WHAT TO PRODUCE.
Can you echo the part of the essay on trauma and poverty from "Trauma affects millions" to "help with poverty.", word for word?

PASSAGE FOR REVIEW.
* * *

Everyone is a kid at one point in their life, and most kids will experience some sort of trauma. When a child is exposed too much trauma it can cause long-term, or even lifelong setbacks, affecting social skills and key developmental growth. The book Understanding the Impact of Trauma and Urban Poverty on Family Systems: Risks, Resilience, and Interventions by Kathryn Collins discovered that Children growing up in urban poverty often display symptoms of complex PTSD, also referred to as Type II trauma disorder or Developmental Trauma Disorder. If repeated traumatic events occur, all that will come from it is a life full of stress and anticipation for worse to come. If that individual has faced only trauma and countless setbacks in life, then what else will they expect but more? Studies from the book showed that children in urban communities are exposed to violent crime in neighborhoods, gang/drug activity, house fires, incarceration, abuse, or even death of a family member. This can greatly impact a child later in life, such as suffering from attention/concentration, memory, or even academic or skill development problems. Children will also view the world as threatening and lack many skills and life lessons such as self-confidence, will have trust issues and an unbalanced nervous system. Today, adults with these traumas can be more aggressive or become more irritable with other functional impairments such as substance abuse, maintaining stable relationships, or suicidality.

Clinical studies aimed towards pregnant woman and specifically African American woman show that a lifetime of trauma exposure correlates directly to birth defects. A study conducted by Dawn Dailey found that African American women are more likely to deliver infants who are born too early, have lower birth weights, and die within their first year of life than infants of other races and ethnicities born in the US. In our society today, African American woman suffer the most trauma due to their apparent race and culture. Many women with greater lifetime trauma exposure lead to depressive symptoms, anxiety, stress, tobacco or alcohol use. Resorting to these habits and ways of coping is yet again an example if the exponential debt that individuals receive. Women who experienced these had a higher chance of premature rupture of membranes, infants born too early, lower birth weights, longer hospital stays during delivery, or death within the first year of life. During these pregnancies, they can develop anemia or some kind of infection such as a urinary tract infection, gonorrhea, chlamydia, or trichomonas. Women who experienced a robbery were more likely to deliver a low weight infant; women who have seen dead bodies were more likely to experience preterm labor, and women who experienced physical assault/death of a significant other were likely to be hospitalized longer. Trauma had proved to be a stressor on a baby before it was even born, almost like it was hereditary.

Trauma affects millions of new people every day and in many different ways but people in poverty are unable to cope, leading to health and psychological problems. It can affect someone’s education, people with disabilities, children, pregnant women, and unborn infants. Trauma affects everyone, every day, and it is hard for someone to ask or even receive help. It is a very sensitive subject, but it needs to be heard, which needs to be talked about. Trauma should be taken very seriously, and help should be provided for those unable to ask for it. Thankfully there are many alternatives to help cope with trauma and in turn will help with poverty.

* * *

(Saved entries)
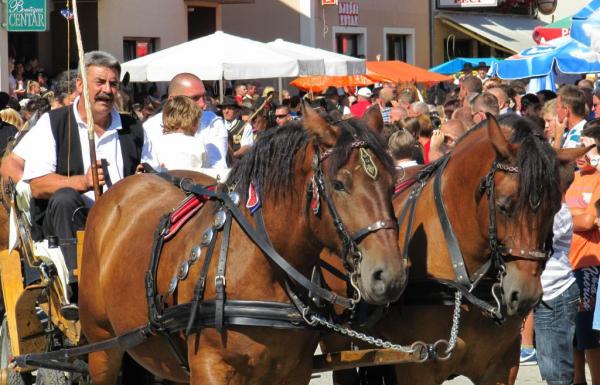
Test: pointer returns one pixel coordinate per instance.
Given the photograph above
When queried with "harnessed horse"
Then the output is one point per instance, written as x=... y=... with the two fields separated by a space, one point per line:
x=242 y=317
x=475 y=223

* * *

WRITTEN SOLUTION.
Trauma affects millions of new people every day and in many different ways but people in poverty are unable to cope, leading to health and psychological problems. It can affect someone’s education, people with disabilities, children, pregnant women, and unborn infants. Trauma affects everyone, every day, and it is hard for someone to ask or even receive help. It is a very sensitive subject, but it needs to be heard, which needs to be talked about. Trauma should be taken very seriously, and help should be provided for those unable to ask for it. Thankfully there are many alternatives to help cope with trauma and in turn will help with poverty.